### Your goal
In the complex analysis post, which formula does the writer cite for the first step of their attempt?

### Page text
————

Let $f(z)$ be holomorphic on an open region containing the closed unit disc $E = \{z \in \mathbb{C} : \mid z \mid \leq 1 \}$. Then show that $$ f(z) = \frac{1}{\pi} \int_E \frac{f(w)}{(1-z \bar{w})^2} dudv , \;\; \text{where} \;\; w=u+iv$$ for every $z$ with $\mid z \mid <1$.
My attempt
$f(z)= \frac{1}{2\pi i} \int_{C_r}\frac{f(\xi)}{\xi - z} d\xi = \frac{1}{2\pi} \int_0^{2\pi} \frac{f(r e^{i \theta})} {r e^{i \theta} - z} r e^{i \theta} d\theta $ , by cauchy integral formula , where $C_r$ is a circle positively oriented contour centered at $z$.
Then, $f(z) = \int_0^1 f(z) dr= \int_0^1 \frac{1}{2\pi} \int_0^{2\pi} \frac{f(r e^{i \theta})} {r e^{i \theta} - z} r e^{i \theta} d\theta dr = \frac{1}{2\pi} \int_0^1 \int_0^{2\pi} \frac{f(r e^{i \theta})} {r e^{i \theta} - z} r e^{i \theta} d\theta dr $.
By polar coordinate argument, $f(z) = \frac{1}{2\pi} \int_E \frac{f(u+iv)} {u+iv - z} \frac{u+iv}{\mid u+iv \mid}dudv = \frac{1}{2\pi} \int_E \frac{f(w)} {w - z} \frac{w}{\mid w \mid}dudv $.
May I ask you how to proceed this problem?

————

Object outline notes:
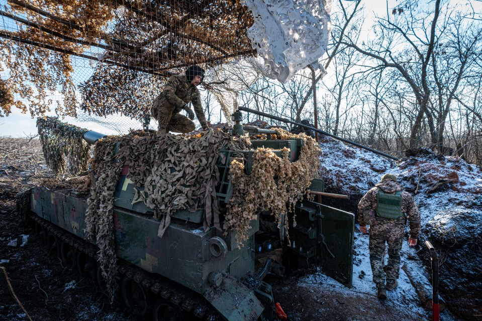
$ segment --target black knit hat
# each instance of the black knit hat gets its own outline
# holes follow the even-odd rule
[[[204,80],[204,69],[199,66],[191,66],[186,69],[186,78],[187,81],[190,82],[195,76],[199,75],[201,76],[201,82],[203,82]]]

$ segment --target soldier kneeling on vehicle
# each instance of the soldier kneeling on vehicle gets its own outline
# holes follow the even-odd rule
[[[204,70],[199,66],[191,66],[185,75],[175,75],[169,78],[164,90],[154,101],[151,110],[152,117],[159,122],[158,135],[169,131],[187,133],[196,129],[194,112],[189,106],[192,102],[194,111],[203,129],[208,122],[201,104],[201,95],[197,86],[204,79]],[[189,118],[179,113],[187,113]]]

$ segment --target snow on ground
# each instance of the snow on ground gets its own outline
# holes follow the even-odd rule
[[[456,243],[461,237],[473,235],[482,224],[482,171],[467,164],[458,157],[445,157],[433,153],[406,157],[396,164],[388,158],[355,146],[345,145],[331,138],[321,143],[320,173],[327,192],[348,194],[354,210],[356,203],[374,184],[386,173],[395,174],[406,190],[414,195],[421,212],[422,227],[436,227],[438,233],[445,234],[444,242]],[[427,192],[449,174],[455,172],[458,182],[442,184],[433,193]],[[453,174],[452,174],[453,175]],[[418,186],[418,188],[417,188]],[[363,235],[355,227],[353,286],[348,289],[329,277],[317,273],[302,279],[300,285],[307,286],[329,284],[347,296],[363,293],[374,296],[376,288],[372,280],[368,248],[368,236]],[[424,245],[420,245],[425,246]],[[389,304],[413,311],[414,319],[427,319],[431,312],[421,306],[419,297],[406,271],[412,280],[431,291],[429,276],[416,250],[404,241],[399,286],[388,291]],[[387,260],[385,256],[384,259]],[[386,262],[386,261],[385,261]],[[430,297],[431,293],[429,292]],[[385,303],[386,304],[386,303]],[[441,313],[441,319],[456,320],[448,310]]]

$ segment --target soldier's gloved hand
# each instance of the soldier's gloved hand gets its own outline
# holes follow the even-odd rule
[[[417,245],[417,239],[413,239],[411,237],[408,238],[408,245],[409,246],[415,246]]]
[[[192,120],[194,119],[194,112],[192,111],[192,110],[189,108],[189,105],[186,105],[182,108],[187,112],[187,117],[189,117],[189,119]]]

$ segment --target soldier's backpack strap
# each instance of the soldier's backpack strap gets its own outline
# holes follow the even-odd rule
[[[380,188],[378,190],[378,192],[376,193],[376,215],[393,220],[403,217],[402,191],[390,194],[383,192]]]

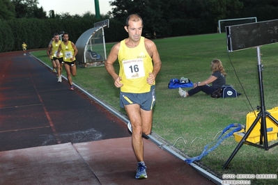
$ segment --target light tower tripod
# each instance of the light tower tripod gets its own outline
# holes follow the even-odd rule
[[[261,107],[260,112],[258,113],[258,116],[256,118],[255,120],[251,125],[250,128],[245,133],[245,136],[242,137],[241,140],[238,144],[235,149],[233,150],[233,153],[225,163],[223,168],[226,168],[228,165],[230,163],[231,161],[233,159],[234,156],[240,149],[244,143],[249,144],[250,145],[257,147],[259,148],[264,149],[265,150],[268,150],[270,148],[272,148],[278,145],[278,143],[276,143],[270,146],[268,146],[268,134],[267,134],[267,128],[266,128],[266,118],[268,117],[278,127],[278,121],[273,118],[269,112],[265,110],[265,100],[264,100],[264,95],[263,95],[263,65],[261,65],[261,48],[260,47],[257,47],[257,58],[258,58],[258,82],[259,82],[259,88],[260,88],[260,97],[261,97]],[[255,127],[256,124],[258,124],[261,119],[261,130],[260,130],[260,143],[259,144],[253,143],[247,140],[249,135],[252,131],[253,129]]]

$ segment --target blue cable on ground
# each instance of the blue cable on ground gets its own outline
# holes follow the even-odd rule
[[[224,136],[223,138],[221,138],[223,134],[227,131],[229,130],[230,128],[232,127],[236,127],[235,129],[234,129],[233,130],[232,130],[231,131],[230,131],[229,134],[227,134],[227,135],[226,135],[225,136]],[[229,125],[228,125],[225,129],[224,129],[224,130],[222,131],[222,133],[221,134],[221,135],[217,138],[217,139],[208,145],[206,145],[205,146],[205,147],[203,148],[203,152],[201,152],[201,154],[199,156],[190,158],[190,159],[186,159],[185,160],[185,162],[187,162],[188,164],[193,163],[195,161],[199,161],[201,160],[201,159],[208,154],[209,152],[210,152],[211,151],[214,150],[219,145],[220,145],[220,143],[226,138],[229,138],[230,136],[231,136],[233,133],[237,132],[240,131],[242,128],[244,128],[239,123],[232,123]],[[217,141],[218,140],[218,141]],[[208,147],[210,145],[211,145],[212,143],[215,143],[215,141],[217,141],[217,143],[212,147],[210,149],[208,150]]]

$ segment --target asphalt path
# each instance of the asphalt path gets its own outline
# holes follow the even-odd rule
[[[0,151],[130,136],[123,120],[29,54],[0,54]]]
[[[214,184],[144,138],[135,179],[123,119],[22,51],[0,54],[0,184]],[[78,75],[78,70],[77,70]],[[196,167],[195,167],[196,168]]]

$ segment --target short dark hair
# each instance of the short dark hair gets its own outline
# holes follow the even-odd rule
[[[130,21],[130,19],[131,19],[131,21],[133,22],[139,22],[139,20],[141,20],[142,22],[142,25],[143,25],[143,19],[142,18],[140,17],[140,15],[139,15],[138,14],[135,13],[135,14],[132,14],[130,15],[129,15],[128,17],[128,18],[126,18],[125,20],[125,26],[128,27],[128,22]]]

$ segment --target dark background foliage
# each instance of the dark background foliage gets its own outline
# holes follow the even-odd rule
[[[47,13],[36,0],[0,0],[0,52],[17,51],[25,42],[28,49],[45,48],[53,33],[65,31],[70,40],[78,38],[93,24],[109,19],[105,29],[107,42],[127,37],[125,19],[132,13],[144,20],[143,35],[155,32],[157,38],[217,31],[219,19],[256,17],[258,22],[278,18],[278,0],[114,0],[111,11],[96,19],[95,15]]]

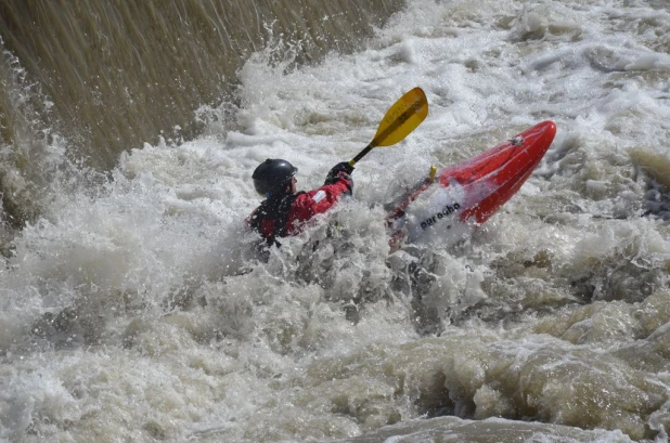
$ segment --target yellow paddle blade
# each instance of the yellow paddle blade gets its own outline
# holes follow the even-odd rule
[[[390,146],[408,136],[428,115],[428,101],[421,88],[414,88],[402,95],[386,112],[374,135],[372,147]]]

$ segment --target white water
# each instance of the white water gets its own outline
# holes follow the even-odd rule
[[[256,54],[235,123],[132,149],[106,185],[54,181],[0,273],[0,437],[667,442],[669,36],[667,1],[410,0],[355,55],[285,74]],[[422,126],[255,262],[253,169],[319,186],[416,86]],[[544,119],[540,168],[423,251],[413,300],[381,205]]]

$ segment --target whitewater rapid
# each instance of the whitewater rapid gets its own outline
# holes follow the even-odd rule
[[[50,140],[0,270],[0,438],[667,442],[669,36],[667,1],[409,0],[351,55],[254,53],[232,118],[204,106],[201,136],[107,174]],[[256,260],[254,168],[321,185],[414,87],[426,120]],[[546,119],[499,213],[389,256],[385,203]]]

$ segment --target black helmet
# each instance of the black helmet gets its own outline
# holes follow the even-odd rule
[[[284,192],[296,172],[298,172],[298,168],[288,161],[281,158],[268,158],[258,165],[252,174],[252,179],[254,179],[254,187],[256,187],[258,194],[267,196],[268,194]]]

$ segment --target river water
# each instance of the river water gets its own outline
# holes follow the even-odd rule
[[[323,16],[363,16],[352,4]],[[105,91],[90,99],[98,123],[78,127],[93,112],[60,105],[59,71],[5,50],[1,439],[668,441],[670,3],[394,8],[355,47],[307,62],[295,35],[255,28],[265,40],[240,52],[218,103],[137,102],[147,119],[172,103],[169,125],[190,115],[197,130],[131,130],[141,141],[115,136],[133,114]],[[70,63],[98,73],[87,48]],[[170,64],[202,75],[192,55]],[[114,60],[103,70],[131,78]],[[124,81],[112,95],[142,89]],[[319,186],[414,87],[426,120],[357,165],[353,198],[258,261],[244,227],[254,168],[286,158],[298,187]],[[486,224],[390,253],[383,204],[430,165],[546,119],[552,147]]]

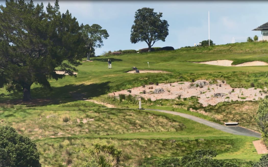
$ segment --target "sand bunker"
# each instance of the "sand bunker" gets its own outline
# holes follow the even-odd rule
[[[241,64],[237,64],[236,65],[232,65],[232,63],[233,62],[232,60],[214,60],[214,61],[210,61],[200,63],[199,63],[200,64],[206,64],[210,65],[219,65],[221,66],[227,66],[233,67],[244,67],[248,66],[257,66],[259,65],[268,65],[268,63],[263,61],[254,61],[250,62],[244,63]]]
[[[168,72],[167,71],[161,71],[161,70],[139,70],[140,71],[140,73],[146,73],[146,72],[151,72],[152,73],[158,73],[158,72],[162,72],[163,73],[171,73],[171,72]],[[127,72],[127,73],[134,73],[134,72],[135,72],[135,70],[131,70],[131,71],[129,71],[128,72]]]
[[[64,75],[69,75],[66,73],[65,73],[65,71],[55,71],[56,72],[56,74],[64,74]],[[77,72],[74,72],[74,74],[77,74]]]

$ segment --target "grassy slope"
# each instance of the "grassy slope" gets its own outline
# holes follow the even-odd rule
[[[247,166],[248,164],[245,162],[256,161],[260,157],[256,154],[252,143],[255,138],[230,135],[178,116],[151,111],[104,109],[90,102],[77,100],[82,98],[93,98],[119,106],[135,108],[133,107],[137,106],[136,104],[113,101],[107,98],[106,95],[108,92],[147,84],[149,82],[190,81],[193,78],[225,79],[234,87],[248,87],[253,82],[256,86],[263,88],[267,86],[268,82],[267,67],[223,67],[191,62],[227,59],[233,61],[233,64],[255,60],[268,62],[267,55],[264,53],[268,51],[266,47],[267,44],[236,43],[209,48],[183,48],[168,52],[92,58],[93,62],[83,63],[78,67],[77,77],[67,76],[57,81],[51,81],[53,91],[42,90],[38,85],[32,86],[32,96],[45,99],[49,104],[40,107],[16,105],[14,108],[12,106],[8,106],[0,110],[0,119],[3,120],[3,125],[12,126],[22,134],[36,140],[39,149],[43,154],[41,161],[44,166],[62,165],[66,160],[66,156],[62,156],[65,155],[71,157],[73,166],[78,166],[83,158],[88,157],[88,149],[96,142],[114,142],[123,149],[125,154],[123,161],[127,166],[136,165],[142,160],[150,162],[164,157],[180,157],[198,148],[210,147],[215,148],[219,153],[217,158],[237,158],[235,161],[238,163]],[[107,68],[108,58],[112,60],[113,67],[109,70]],[[147,62],[149,62],[150,68]],[[140,70],[163,70],[172,73],[136,75],[123,72],[134,66]],[[22,97],[20,93],[9,93],[2,89],[0,93],[0,99],[4,101],[19,99]],[[154,104],[148,103],[146,107],[191,113],[179,106],[172,108],[172,101],[157,102]],[[178,103],[177,100],[173,101]],[[159,103],[162,107],[158,105]],[[184,103],[185,107],[190,106],[187,102]],[[53,103],[62,104],[49,104]],[[240,122],[244,120],[242,122],[251,122],[253,121],[252,115],[258,105],[254,103],[219,104],[205,108],[201,108],[198,104],[192,104],[210,114],[191,114],[216,122],[239,117]],[[252,104],[255,107],[249,113],[247,109],[241,107]],[[239,113],[233,112],[234,108],[241,108]],[[225,112],[226,109],[229,110],[227,112]],[[229,114],[226,114],[227,113]],[[126,116],[130,114],[131,115],[128,118]],[[217,119],[217,115],[220,117],[223,115],[225,119]],[[47,116],[51,116],[47,118]],[[70,121],[64,122],[62,118],[69,116]],[[149,116],[153,116],[150,119],[152,121],[144,119]],[[81,120],[92,118],[95,118],[94,123],[88,121],[82,124],[77,122],[77,118]],[[182,127],[181,130],[178,131],[175,127],[181,124],[186,128]],[[254,123],[245,125],[257,129]],[[175,140],[176,146],[172,140]],[[159,142],[161,144],[158,144]],[[70,152],[72,153],[70,154]],[[140,155],[144,156],[140,157]],[[64,164],[64,166],[66,165]]]

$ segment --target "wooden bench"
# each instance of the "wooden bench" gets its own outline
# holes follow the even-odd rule
[[[238,125],[238,122],[225,122],[224,123],[225,126],[237,126]]]

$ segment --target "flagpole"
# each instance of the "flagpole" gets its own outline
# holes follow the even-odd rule
[[[209,38],[209,46],[210,46],[210,40]]]

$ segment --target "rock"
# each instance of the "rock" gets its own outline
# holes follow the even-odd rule
[[[164,89],[162,88],[156,89],[154,91],[154,93],[162,93],[164,92],[165,91],[164,91]]]
[[[216,93],[214,94],[214,97],[223,97],[225,95],[225,94],[221,93]]]

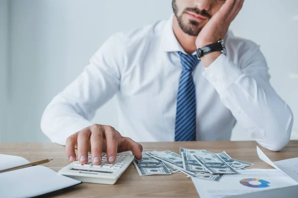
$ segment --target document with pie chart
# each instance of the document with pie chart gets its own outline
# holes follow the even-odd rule
[[[239,170],[240,174],[225,175],[220,182],[192,178],[201,198],[221,198],[298,185],[278,169]]]

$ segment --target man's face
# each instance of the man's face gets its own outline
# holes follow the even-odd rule
[[[225,0],[173,0],[173,10],[183,32],[197,36]]]

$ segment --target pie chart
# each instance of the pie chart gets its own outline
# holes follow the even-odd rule
[[[257,178],[243,179],[239,182],[242,185],[250,188],[266,188],[270,186],[269,182]]]

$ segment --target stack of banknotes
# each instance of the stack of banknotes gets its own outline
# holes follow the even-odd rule
[[[215,153],[206,150],[180,148],[180,154],[169,150],[146,152],[133,161],[140,176],[182,173],[187,177],[219,181],[225,174],[253,165],[233,159],[225,151]]]

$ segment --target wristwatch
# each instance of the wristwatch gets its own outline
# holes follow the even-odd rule
[[[215,51],[221,51],[224,55],[226,55],[226,50],[224,48],[223,39],[221,39],[217,43],[208,45],[202,48],[199,48],[197,50],[197,56],[198,59],[200,60],[204,55]]]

————

### Exercise answer
The Cauchy integral formula.